▸ Request
Reproduce the line that contains "You are given a photograph. For the green leafy" and every line after it through the end of the records, exactly, with nothing added.

▸ Exercise materials
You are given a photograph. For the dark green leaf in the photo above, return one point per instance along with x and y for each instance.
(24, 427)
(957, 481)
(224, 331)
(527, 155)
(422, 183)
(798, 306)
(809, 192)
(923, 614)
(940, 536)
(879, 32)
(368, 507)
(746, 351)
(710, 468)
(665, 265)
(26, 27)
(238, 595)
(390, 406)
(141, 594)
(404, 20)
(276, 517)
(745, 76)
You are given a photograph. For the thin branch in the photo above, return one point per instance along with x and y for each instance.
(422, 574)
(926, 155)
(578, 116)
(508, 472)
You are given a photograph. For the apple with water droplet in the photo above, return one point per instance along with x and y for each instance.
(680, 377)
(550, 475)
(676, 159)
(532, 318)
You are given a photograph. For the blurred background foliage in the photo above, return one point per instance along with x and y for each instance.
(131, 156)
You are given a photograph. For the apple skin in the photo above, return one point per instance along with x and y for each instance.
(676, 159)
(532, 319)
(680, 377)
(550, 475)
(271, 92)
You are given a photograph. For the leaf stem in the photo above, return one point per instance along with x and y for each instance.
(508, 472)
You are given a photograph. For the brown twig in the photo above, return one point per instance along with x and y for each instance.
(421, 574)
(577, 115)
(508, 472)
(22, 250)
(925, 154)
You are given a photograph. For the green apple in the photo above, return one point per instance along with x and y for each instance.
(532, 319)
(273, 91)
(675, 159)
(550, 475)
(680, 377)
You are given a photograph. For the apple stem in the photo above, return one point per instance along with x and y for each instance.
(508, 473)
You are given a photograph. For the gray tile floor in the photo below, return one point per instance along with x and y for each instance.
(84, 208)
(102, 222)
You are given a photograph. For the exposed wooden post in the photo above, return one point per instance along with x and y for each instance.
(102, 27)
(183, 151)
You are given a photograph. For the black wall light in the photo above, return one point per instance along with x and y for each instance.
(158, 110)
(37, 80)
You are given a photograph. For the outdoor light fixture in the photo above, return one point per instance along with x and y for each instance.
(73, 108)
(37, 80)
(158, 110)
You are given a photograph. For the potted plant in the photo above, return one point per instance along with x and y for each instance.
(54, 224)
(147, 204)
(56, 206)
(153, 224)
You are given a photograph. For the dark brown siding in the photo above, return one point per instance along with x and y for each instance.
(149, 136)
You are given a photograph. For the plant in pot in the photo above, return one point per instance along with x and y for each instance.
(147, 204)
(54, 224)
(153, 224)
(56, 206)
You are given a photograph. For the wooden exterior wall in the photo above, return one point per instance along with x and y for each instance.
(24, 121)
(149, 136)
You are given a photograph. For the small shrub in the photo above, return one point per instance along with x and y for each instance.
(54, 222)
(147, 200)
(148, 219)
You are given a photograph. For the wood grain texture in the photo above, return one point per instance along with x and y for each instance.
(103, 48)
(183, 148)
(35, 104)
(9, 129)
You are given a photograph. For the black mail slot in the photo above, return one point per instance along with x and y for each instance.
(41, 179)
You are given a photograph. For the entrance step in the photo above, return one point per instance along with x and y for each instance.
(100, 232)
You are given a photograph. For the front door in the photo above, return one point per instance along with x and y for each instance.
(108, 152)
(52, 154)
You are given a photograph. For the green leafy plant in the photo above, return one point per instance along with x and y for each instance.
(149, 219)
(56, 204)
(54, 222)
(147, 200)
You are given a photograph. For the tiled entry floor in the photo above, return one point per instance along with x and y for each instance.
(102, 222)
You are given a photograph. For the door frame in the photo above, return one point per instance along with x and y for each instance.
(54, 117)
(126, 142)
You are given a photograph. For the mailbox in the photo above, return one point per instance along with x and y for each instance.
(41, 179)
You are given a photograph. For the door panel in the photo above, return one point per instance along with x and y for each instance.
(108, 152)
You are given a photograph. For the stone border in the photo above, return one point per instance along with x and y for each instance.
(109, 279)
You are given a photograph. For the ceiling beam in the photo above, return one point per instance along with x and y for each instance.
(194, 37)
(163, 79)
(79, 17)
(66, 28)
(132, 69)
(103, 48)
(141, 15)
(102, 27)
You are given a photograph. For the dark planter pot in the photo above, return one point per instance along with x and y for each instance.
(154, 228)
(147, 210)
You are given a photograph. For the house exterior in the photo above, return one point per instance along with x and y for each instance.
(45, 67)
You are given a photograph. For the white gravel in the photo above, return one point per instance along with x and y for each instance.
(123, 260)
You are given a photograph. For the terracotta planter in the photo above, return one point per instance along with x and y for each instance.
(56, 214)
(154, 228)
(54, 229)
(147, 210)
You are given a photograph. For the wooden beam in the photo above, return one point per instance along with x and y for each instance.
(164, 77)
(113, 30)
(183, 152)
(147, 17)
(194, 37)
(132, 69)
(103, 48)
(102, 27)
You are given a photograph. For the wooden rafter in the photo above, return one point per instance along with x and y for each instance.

▸ Complete output
You are given a photograph. For the green leafy plant in the photo above, return one point per instance along with x and y for each instance.
(149, 219)
(56, 204)
(54, 222)
(147, 200)
You are given a photograph. For the tiled entry floor in the photo above, return one point per instance along with x and y for each instance.
(102, 222)
You are given a photograph. For the door frame in the photo above, return one point per instance along with x and y for each instance.
(54, 117)
(126, 142)
You are given a photograph. For the mailbox in the photo above, return one point per instance along with x and y for each instance.
(41, 179)
You are given a photograph. For the door panel in the photo above, return one point per instance along with x and y for each instance.
(108, 152)
You are given a photograph. For the stone border in the photo above, return one point per instance along with x and y for each instance.
(109, 279)
You are given a photograph. For the ceiling beam in the photo above, return one point per instance along with x and y for each instance.
(194, 37)
(163, 79)
(79, 17)
(66, 28)
(132, 69)
(103, 48)
(141, 15)
(102, 27)
You are given a photograph. For the dark planter pot in the photo above, return one point per instance along with x and y for each instance.
(154, 228)
(147, 210)
You are given a photograph. For the house exterior in the photo above, return one point per instance along with x and y for each instance.
(45, 67)
You are given a photograph. For the white gravel in the photo above, return one point per instance along with x and y for each instance.
(123, 260)
You are given a photograph. For the terracotta planter in the photo above, return one point per instance along with x and y for each instance.
(56, 214)
(154, 228)
(54, 229)
(147, 210)
You are given a photograph. For the wooden beam in the photo above, return one point per instance along with x and y for each instance.
(164, 77)
(113, 30)
(183, 152)
(147, 17)
(194, 37)
(132, 69)
(103, 48)
(102, 27)
You are given a photograph. For the wooden rafter in the photo above, return one point per instance along with x and y for each instance.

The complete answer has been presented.